Yeah, that's a pretty high leakage chip if it's stock 1.35v @ 3.1Ghz. So it will need a lot of voltage to be stable when overclocking. It's suprising how much of a voltage difference there is. In comparison, my 8150 will do 4.2Ghz at stock voltages of 1.325v, with very low temps (low 40's on Medium Grade Air cooler)

I believe the best range for the 8120's was a stock voltage of 1.28 to 1.3v.

So yeah, for your Overclocking, you will be using more voltage and thus higher temps than a normal chip.

You can try lowering the CPU/NB voltage a bit to help with temps, and put a fan @ the back of your case to blow air onto the CPU socket, that way you can safely use a higher voltage.


----------



## Tweeky

Quote:


> Originally Posted by *Kalistoval*
> 
> its a little less than a month old and so is my 8150 the mobo cam with a 1102 bios and i updated it to 1402 but i was reading that the 8150 requires a new chip
> does anyone know if fsb ocing uses more voltage or does using the multi use less?

GIVEN DATA:

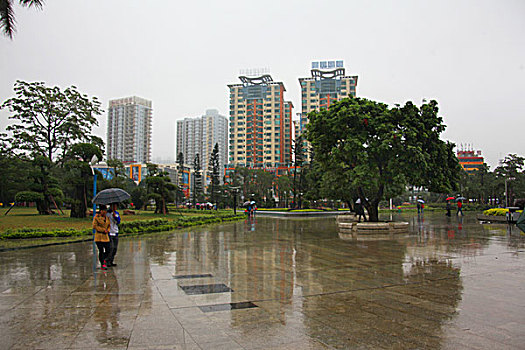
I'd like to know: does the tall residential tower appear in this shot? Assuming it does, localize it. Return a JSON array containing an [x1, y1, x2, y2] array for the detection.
[[295, 61, 357, 160], [107, 96, 152, 163], [228, 74, 293, 168], [175, 109, 228, 177]]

PROBLEMS:
1. Rewrite the paragraph of the overclocking thread that begins "Yeah, that's a pretty high leakage chip" as a short bulleted list that keeps its main facts.
2. Carry on the overclocking thread from the last sentence shown.

RESULTS:
1.
- A stock voltage of 1.35v at 3.1Ghz marks this as a high-leakage chip.
- It will need a lot of voltage to stay stable when overclocked.
- The voltage difference is surprisingly large.
- By comparison, the poster's 8150 runs 4.2Ghz at its stock 1.325v, with temperatures in the low 40s on a medium-grade air cooler.

2.
If your CH5F came with BIOS 705 or earlier then you will need to upgrade the chip it self

*CH5F - pertaining to the CPU/NB LLC problem.* It turn out the bios chip is faulty when used with FX processors.
Have purchase date and serial number available.
ASUS (U.S. Toll Free - 1-812-282-2787)


----------



## shampoo911

Quote:


> Originally Posted by *Kalistoval*
> 
> are u prime stable?


12 hours prime stable (yet i dislike that program to test stability)


----------



## Kalistoval

Quote:


> Originally Posted by *shampoo911*
> 
> 12 hours prime stable (yet i dislike that program to test stability)


whats ur cpu/nb @?


----------



## shampoo911

Quote:


> Originally Posted by *Kalistoval*
> 
> whats ur cpu/nb @?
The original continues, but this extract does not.